## Given passage
--- START ---
Kovalevsky:  Sophia started her education in mathematics by studying her father’s calculus notes, which were used for wallpaper in her room.  At fourteen she was able to do trigonometry.  In 1870 Sophie studied under Karl Weierstrass at the University of Berlin for four years.  Under Weierstrass she produced three papers, one of which called, On the Theory of Partial Differential Equations, was published in Crelle’s journal.  After several years of trying to find a job, Sophie got an offer to lecture at the University of Stockholm, she was there for five years.  After that she had many accomplishments, including: a tenured position and becaming an editor for a mathematics journal.  However Kovalevsky’s greatest achievement was her paper, On the Rotation of a Solid Body about a Fixed Point which won the competition for the Prix Bordin. (http://www.agnesscott.edu/lriddle/women/kova.htm )

Weekly Five- "Vision in Elementary Mathematics"

“Vision in Elementary Mathematics”

            The book, “Vision in Elementary Mathematics”, is about different topics in mathematics that a teacher could use to teach their students in an elementary classroom.  It gives several ideas and techniques to teach students so that they can discover mathematics on their own.  There are a variety of topics covered in the following chapters: “Even and Odd”, “Divisibility”, “An Unorthodox Point of Entry”, “Tricks, Bags, and Machines”, “Words, Signs, and Pictures”, “Sudden Appearance of a Practical Result”, “A Miniature Problem in Design”, “Investigations”, “The Routines of Algebra I”, “The Routines of Algebra II”, “Graphs”, “Negative Numbers”, and “Fractions”.
--- END ---
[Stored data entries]
--- START ---
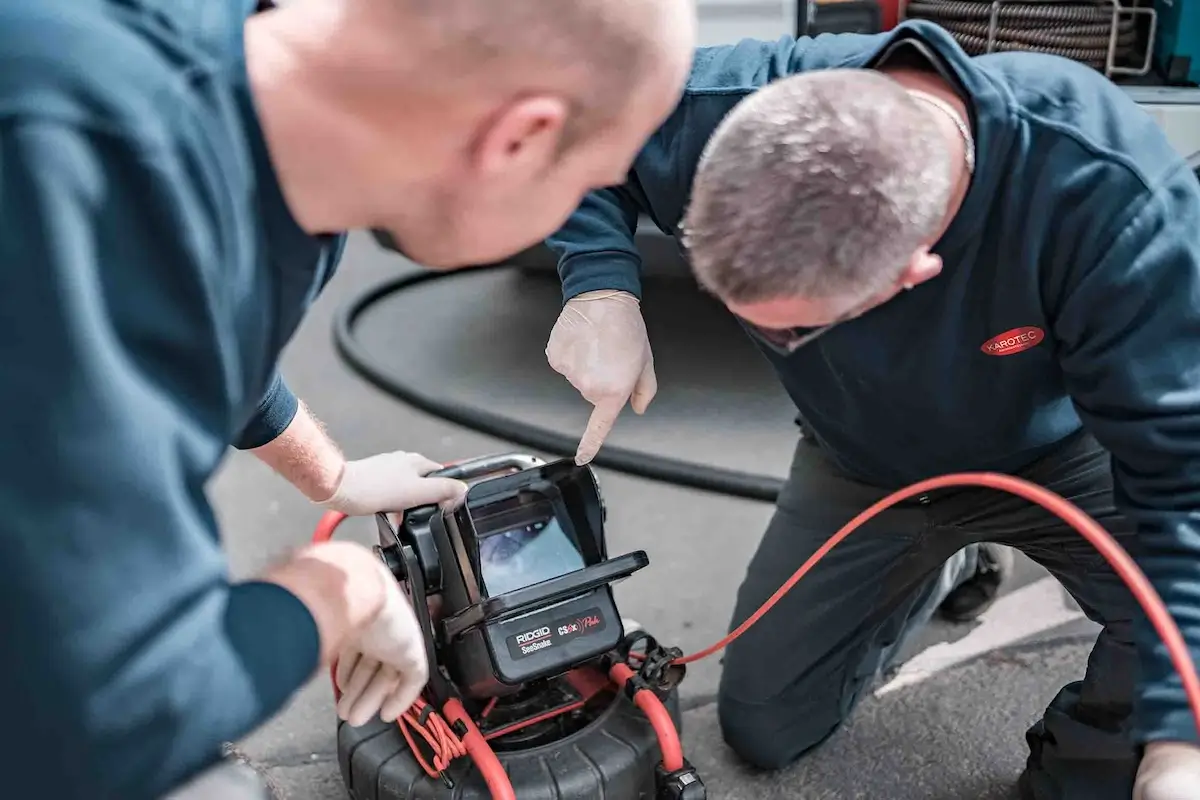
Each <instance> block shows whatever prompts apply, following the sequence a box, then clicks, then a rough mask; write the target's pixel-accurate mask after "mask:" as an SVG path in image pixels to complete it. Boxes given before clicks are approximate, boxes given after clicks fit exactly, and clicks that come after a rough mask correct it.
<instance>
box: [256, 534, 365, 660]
mask: <svg viewBox="0 0 1200 800" xmlns="http://www.w3.org/2000/svg"><path fill="white" fill-rule="evenodd" d="M380 566H382V564H380V563H379V560H378V559H377V558H376V555H374V553H372V552H371V551H370V549H367V548H366V547H362V546H361V545H356V543H354V542H325V543H322V545H313V546H310V547H307V548H305V549H302V551H300V552H299V553H296V554H295V555H294V557H293V558H292V559H290V560H288V561H286V563H284V564H281V565H278V566H276V567H272V569H270V570H268V571H266V573H265V575H263V576H262V578H260V579H262V581H265V582H269V583H274V584H276V585H280V587H282V588H284V589H287V590H288V591H289V593H292V594H293V595H294V596H295V597H296V599H298V600H299V601H300V602H301V603H304V606H305V607H306V608H307V609H308V612H310V613H311V614H312V618H313V620H314V621H316V622H317V631H318V633H319V636H320V661H322V664H325V666H328V664H329V663H331V662H332V660H334V658H335V657H336V654H337V652H338V651H340V650H341V649H342V648H343V646H344V644H346V643H347V642H348V640H349V639H350V638H352V637H354V636H355V634H356V633H358V632H360V631H361V630H362V628H364V627H366V626H367V625H368V624H370V622H371V621H372V620H373V619H374V618H376V616H378V614H379V612H380V610H382V609H383V607H384V602H385V601H386V590H388V588H386V585H385V584H384V579H385V578H386V576H385V575H384V572H383V571H382V570H380Z"/></svg>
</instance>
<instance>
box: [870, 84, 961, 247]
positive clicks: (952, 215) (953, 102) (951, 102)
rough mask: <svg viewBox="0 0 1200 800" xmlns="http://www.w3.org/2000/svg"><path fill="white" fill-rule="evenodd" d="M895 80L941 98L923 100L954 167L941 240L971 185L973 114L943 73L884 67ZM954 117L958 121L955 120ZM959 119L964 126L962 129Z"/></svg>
mask: <svg viewBox="0 0 1200 800" xmlns="http://www.w3.org/2000/svg"><path fill="white" fill-rule="evenodd" d="M884 72H887V73H888V76H889V77H892V79H894V80H895V82H896V83H899V84H900V85H902V86H905V88H906V89H908V90H910V91H913V92H922V94H924V95H926V96H930V97H934V98H936V100H937V101H940V103H938V104H936V106H935V104H934V103H922V107H923V108H924V109H925V110H926V112H928V113H929V115H930V118H931V119H932V120H934V122H935V125H937V128H938V131H941V133H942V138H943V140H944V142H946V146H947V149H948V151H949V152H950V156H952V161H950V163H952V164H953V167H952V169H953V170H954V172H953V173H952V181H953V186H954V188H953V190H952V191H950V196H949V199H948V201H947V207H946V215H944V216H943V218H942V225H941V228H940V229H938V231H937V236H935V237H934V241H936V240H937V239H941V236H942V234H944V233H946V230H947V229H948V228H949V227H950V222H953V219H954V217H955V215H958V212H959V209H961V207H962V201H964V199H965V198H966V196H967V190H970V188H971V174H972V173H971V169H970V167H968V164H971V163H972V162H973V158H974V154H973V151H968V150H967V149H968V148H973V146H974V145H973V131H972V128H971V114H970V113H968V110H967V104H966V102H965V101H964V100H962V97H961V96H960V95H959V92H956V91H955V90H954V88H952V86H949V85H948V84H947V83H946V82H944V80H943V79H942V78H941V77H940V76H937V74H936V73H935V72H932V71H924V70H914V68H910V67H900V68H895V70H884ZM955 116H956V118H958V121H955ZM959 122H961V125H962V126H964V127H962V128H960V126H959ZM964 130H965V131H968V132H971V139H972V140H971V142H966V140H964V136H962V131H964Z"/></svg>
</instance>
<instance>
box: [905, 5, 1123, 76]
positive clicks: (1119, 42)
mask: <svg viewBox="0 0 1200 800" xmlns="http://www.w3.org/2000/svg"><path fill="white" fill-rule="evenodd" d="M994 13H995V29H992V14H994ZM905 14H906V17H907V18H910V19H928V20H930V22H934V23H937V24H938V25H941V26H942V28H944V29H946V30H947V31H949V34H950V35H952V36H953V37H954V38H955V41H958V43H959V44H960V46H961V47H962V49H964V50H966V52H967V53H968V54H971V55H982V54H984V53H988V52H989V40H990V41H991V48H990V49H991V52H994V53H1000V52H1010V50H1030V52H1034V53H1046V54H1050V55H1061V56H1063V58H1067V59H1070V60H1072V61H1079V62H1080V64H1086V65H1087V66H1090V67H1093V68H1096V70H1100V71H1103V70H1104V68H1105V67H1106V66H1108V65H1109V46H1110V42H1111V36H1112V25H1114V4H1112V2H1111V1H1103V0H1084V1H1080V2H1055V1H1052V0H1024V1H1012V2H1010V1H1009V0H1003V2H998V4H997V2H992V1H991V0H913V1H912V2H910V4H908V5H907V7H906V11H905ZM1138 47H1139V36H1138V24H1136V20H1135V19H1134V18H1133V17H1130V16H1129V14H1121V16H1118V18H1117V23H1116V43H1115V49H1114V60H1112V62H1114V64H1117V65H1121V64H1129V62H1132V61H1133V60H1135V59H1136V58H1138V56H1136V52H1138Z"/></svg>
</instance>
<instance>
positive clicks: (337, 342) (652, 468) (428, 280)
mask: <svg viewBox="0 0 1200 800" xmlns="http://www.w3.org/2000/svg"><path fill="white" fill-rule="evenodd" d="M498 269H505V266H504V265H500V266H488V267H479V270H498ZM479 270H473V271H479ZM461 275H462V272H416V273H414V275H406V276H402V277H400V278H395V279H392V281H386V282H384V283H380V284H379V285H376V287H371V288H368V289H367V290H365V291H362V293H361V294H359V295H356V296H355V297H353V299H352V300H350V302H349V303H347V305H346V306H342V308H340V309H338V312H337V317H336V318H335V320H334V343H335V344H336V347H337V351H338V354H340V355H341V356H342V359H344V360H346V362H347V363H348V365H349V366H350V368H352V369H354V372H356V373H358V374H359V375H361V377H362V378H365V379H366V380H368V381H370V383H372V384H374V385H376V386H378V387H379V389H382V390H383V391H385V392H388V393H389V395H391V396H394V397H396V398H397V399H400V401H402V402H404V403H408V404H409V405H413V407H415V408H418V409H420V410H422V411H426V413H427V414H432V415H433V416H437V417H442V419H443V420H446V421H448V422H454V423H455V425H460V426H462V427H464V428H470V429H473V431H478V432H480V433H484V434H487V435H491V437H496V438H497V439H505V440H508V441H511V443H514V444H517V445H523V446H526V447H533V449H534V450H540V451H542V452H546V453H552V455H556V456H560V457H568V456H574V455H575V450H576V447H577V446H578V439H577V438H575V437H569V435H564V434H562V433H559V432H557V431H553V429H550V428H544V427H540V426H536V425H529V423H528V422H522V421H521V420H514V419H511V417H508V416H504V415H503V414H496V413H493V411H490V410H487V409H485V408H478V407H473V405H467V404H464V403H458V402H456V401H454V399H450V398H446V397H440V396H439V395H438V393H437V389H436V384H433V386H434V387H433V390H432V391H430V390H426V389H425V387H424V386H422V385H418V384H408V383H404V381H402V380H400V379H397V378H396V377H394V375H389V374H388V371H386V369H384V368H382V367H379V365H378V363H377V362H376V361H374V360H373V359H372V357H371V354H370V353H367V350H366V348H364V347H362V345H361V344H360V343H359V341H358V339H356V338H355V337H354V324H355V323H356V321H358V319H359V317H360V315H362V314H364V313H365V312H366V311H367V309H368V308H370V307H371V306H372V305H374V303H376V302H379V301H380V300H385V299H386V297H389V296H391V295H394V294H396V293H398V291H403V290H406V289H412V288H414V287H418V285H420V284H422V283H426V282H428V281H438V279H442V278H449V277H452V276H461ZM581 433H582V432H581ZM592 463H593V464H594V465H596V467H605V468H608V469H613V470H617V471H620V473H626V474H629V475H636V476H638V477H648V479H650V480H655V481H662V482H666V483H674V485H678V486H686V487H689V488H694V489H702V491H704V492H714V493H718V494H727V495H731V497H738V498H746V499H750V500H763V501H766V503H774V501H775V498H776V497H779V491H780V488H782V485H784V482H782V481H781V480H780V479H778V477H772V476H770V475H755V474H752V473H743V471H738V470H730V469H720V468H714V467H704V465H702V464H696V463H692V462H686V461H682V459H678V458H665V457H662V456H655V455H653V453H646V452H638V451H636V450H626V449H623V447H616V446H612V445H605V446H604V447H602V449H601V450H600V452H599V453H598V455H596V457H595V458H594V459H593V461H592Z"/></svg>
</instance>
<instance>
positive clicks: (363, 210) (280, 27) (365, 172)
mask: <svg viewBox="0 0 1200 800" xmlns="http://www.w3.org/2000/svg"><path fill="white" fill-rule="evenodd" d="M312 5H313V4H307V6H306V10H305V11H306V12H311V8H312ZM338 7H340V4H330V6H329V8H330V13H331V14H336V13H337V12H336V10H337V8H338ZM287 14H288V10H287V8H286V7H284V8H281V10H280V11H275V12H271V13H266V14H258V16H254V17H251V18H250V19H248V20H247V22H246V26H245V37H244V38H245V52H246V70H247V74H248V79H250V90H251V95H252V97H253V103H254V108H256V112H257V114H258V121H259V125H260V127H262V128H263V136H264V137H265V139H266V148H268V151H269V152H270V157H271V164H272V167H274V169H275V173H276V176H277V179H278V182H280V187H281V191H282V192H283V197H284V200H286V201H287V204H288V209H289V210H290V212H292V216H293V217H294V218H295V221H296V222H298V223H299V225H300V227H301V228H302V229H304V230H306V231H308V233H310V234H323V233H334V231H341V230H348V229H350V228H360V227H366V225H367V224H368V219H370V216H371V215H370V199H368V193H367V192H366V191H365V190H366V188H367V186H368V176H370V163H368V162H370V155H368V154H371V152H372V151H373V148H374V146H376V144H377V139H378V136H377V132H376V131H374V130H373V128H371V127H368V125H367V124H366V122H365V121H364V120H361V119H359V118H358V116H356V115H354V114H353V113H350V110H349V108H348V107H347V104H346V103H343V102H342V100H341V98H340V97H338V94H340V92H337V91H336V90H335V88H334V85H332V84H334V83H335V82H336V77H330V76H331V72H330V70H329V68H328V67H330V66H331V65H326V64H324V62H323V58H324V55H325V54H324V53H323V52H322V50H320V46H319V43H314V42H311V41H307V40H306V38H305V30H298V29H296V25H295V24H294V23H293V20H292V19H289V18H288V16H287ZM322 22H325V23H328V24H329V25H330V28H328V29H326V31H328V30H336V28H337V25H338V23H340V20H337V19H329V20H319V19H305V20H304V25H305V28H306V29H311V28H313V23H322ZM394 144H395V146H400V148H402V146H403V144H402V143H394ZM397 191H403V187H397Z"/></svg>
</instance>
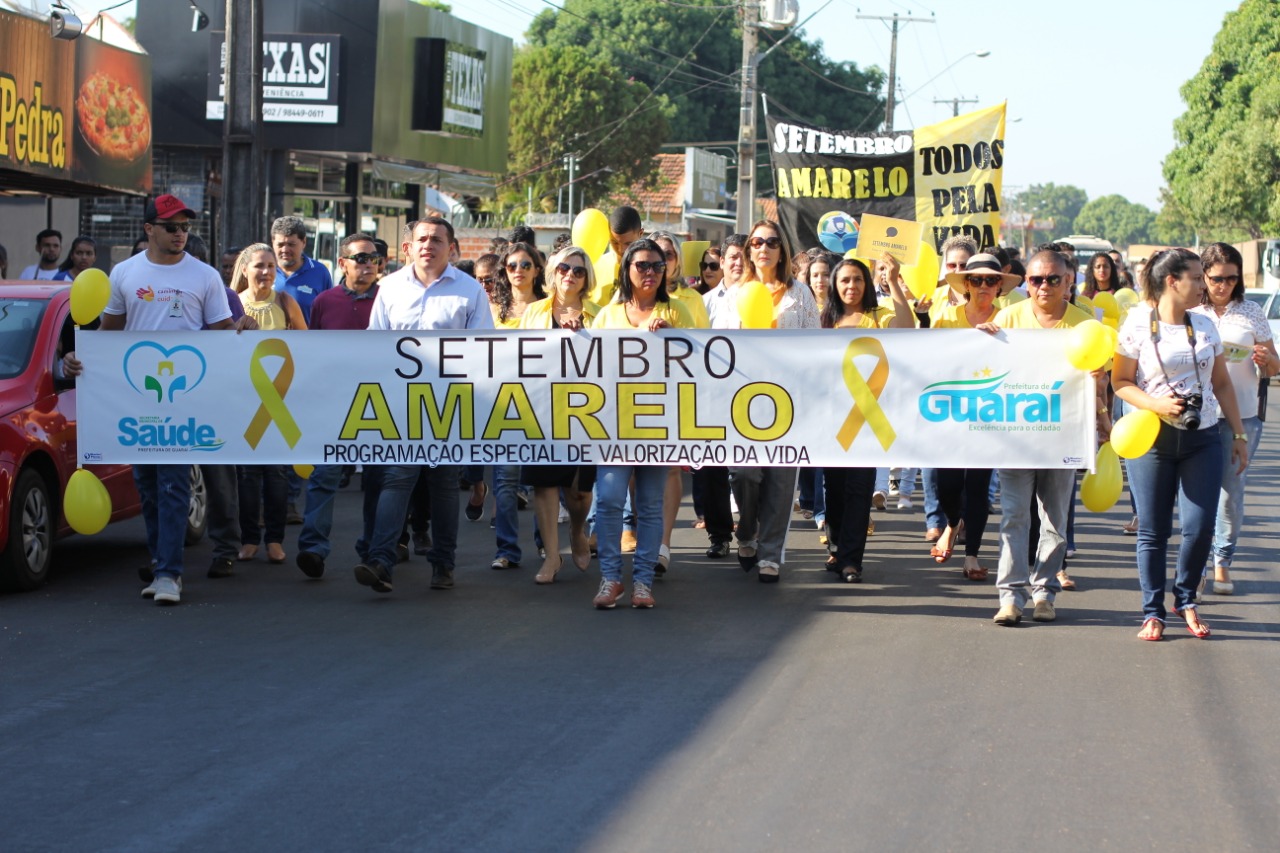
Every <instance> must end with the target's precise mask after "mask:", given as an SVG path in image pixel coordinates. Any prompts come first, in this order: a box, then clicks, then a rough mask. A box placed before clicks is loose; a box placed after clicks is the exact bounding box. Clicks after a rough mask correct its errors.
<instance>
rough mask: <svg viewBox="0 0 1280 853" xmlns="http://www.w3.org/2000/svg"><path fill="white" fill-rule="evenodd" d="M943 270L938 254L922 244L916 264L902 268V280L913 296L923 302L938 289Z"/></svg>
mask: <svg viewBox="0 0 1280 853" xmlns="http://www.w3.org/2000/svg"><path fill="white" fill-rule="evenodd" d="M941 270H942V264H941V263H940V261H938V254H937V252H936V251H933V246H931V245H929V243H920V254H919V256H918V257H916V259H915V264H913V265H910V266H904V268H902V280H904V282H905V283H906V288H908V289H909V291H911V296H914V297H915V298H918V300H923V298H924V297H927V296H931V295H932V293H933V291H936V289H938V273H940V272H941Z"/></svg>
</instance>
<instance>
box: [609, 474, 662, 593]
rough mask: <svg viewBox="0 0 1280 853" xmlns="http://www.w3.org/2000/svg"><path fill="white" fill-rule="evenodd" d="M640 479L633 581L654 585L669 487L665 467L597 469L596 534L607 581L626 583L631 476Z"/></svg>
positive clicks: (637, 492) (637, 497)
mask: <svg viewBox="0 0 1280 853" xmlns="http://www.w3.org/2000/svg"><path fill="white" fill-rule="evenodd" d="M632 474H635V478H636V496H635V503H634V507H635V514H636V552H635V557H634V558H632V560H631V579H632V580H634V581H636V583H644V584H650V585H652V584H653V575H654V567H655V566H657V565H658V548H659V547H660V546H662V497H663V492H664V491H666V488H667V469H666V467H663V466H662V465H599V466H596V469H595V493H596V506H595V534H596V552H598V555H599V558H600V574H602V575H604V579H605V580H617V581H621V580H622V546H621V539H622V514H623V511H625V510H623V507H625V506H626V502H627V494H628V489H627V485H628V484H630V482H631V475H632Z"/></svg>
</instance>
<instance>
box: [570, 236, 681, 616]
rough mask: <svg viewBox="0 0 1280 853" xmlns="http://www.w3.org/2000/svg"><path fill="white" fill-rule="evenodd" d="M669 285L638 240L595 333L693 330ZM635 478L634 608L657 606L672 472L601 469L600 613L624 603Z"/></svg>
mask: <svg viewBox="0 0 1280 853" xmlns="http://www.w3.org/2000/svg"><path fill="white" fill-rule="evenodd" d="M666 284H667V261H666V259H664V256H663V251H662V247H660V246H659V245H658V243H655V242H654V241H652V240H648V238H641V240H637V241H636V242H634V243H631V245H630V246H628V247H627V250H626V251H625V252H623V254H622V265H621V268H620V278H618V288H617V293H616V296H614V301H613V302H611V304H609V305H605V306H604V307H603V309H600V313H599V314H596V315H595V323H594V324H593V327H591V328H594V329H627V330H632V332H635V330H648V332H657V330H659V329H671V328H678V329H687V328H692V325H694V321H692V318H691V316H690V315H689V311H687V310H686V309H685V306H684V305H682V304H681V302H677V301H675V300H672V298H671V296H669V293H668V292H667V286H666ZM632 476H634V478H635V497H634V500H632V508H634V510H635V516H636V551H635V557H634V558H632V561H631V579H632V592H631V606H632V607H637V608H649V607H653V606H654V598H653V579H654V574H655V567H657V565H658V549H659V547H660V546H662V526H663V492H664V489H666V487H667V469H666V467H663V466H660V465H598V466H596V467H595V494H596V507H595V533H596V540H598V549H599V557H600V575H602V580H600V590H599V592H598V593H596V596H595V599H594V602H593V603H594V605H595V607H596V608H599V610H612V608H613V607H616V606H617V603H618V599H620V598H622V592H623V587H622V547H621V539H622V508H623V505H625V503H626V500H627V491H628V488H630V483H631V479H632Z"/></svg>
--- END ---
Continue the mathematics blog passage, starting after its final sentence listing the book's chapters. The records are material separate from the mathematics blog passage.

## Task answer
            While reading this book I gained insight on how to get students to discover different techniques in mathematics rather than just being told.  This concept was applied throughout the entire book.  I strongly agree that it is important for students to discover concepts on their own rather than just being told a procedure and following it.  By discovering a concept on their own, the students tend to remember the idea the problem was trying to convey.  A quote from the chapter on divisibility states, “It is necessary for children to understand what is involved in a calculation.  If they understand what is happening they can devise methods for themselves and can test by their own thinking correctness of their work.”

            There are several methods of teaching discussed in this book.  I believe most of the methods in this book are aimed at students who are visual learners.  One of the examples that stood out to me was in the chapter “Investigations”.  The book was discussing how many students believe (x+y)² is the same as x²+y².  However, that is not the case.  Let’s say x=3 and y=4.  In this case (x+y)² is 7² which equals 49 and x²+y² is 3²+4² which equals 25, and 49 ≠ 25.  The way the book illustrated this was by creating a 7x7 table with one square representing 3² and one representing 4² and showing that there are still blank areas that would need to be completed in order to fill the square as shown below.

           Overall, I would strongly recommend this book to college students who are going to school to be elementary teachers or an existing elementary teacher who is struggling to connect ideas with students.  It shows many techniques that visual learners will be able to relate to and understand.  It also does a great job on how to explain these concepts to your students in different ways.  I found this book to be very interesting and of such value that I couldn't put it down.  The value came from the various techniques and ideas on how to get the students to discover math versus just being told how to do something.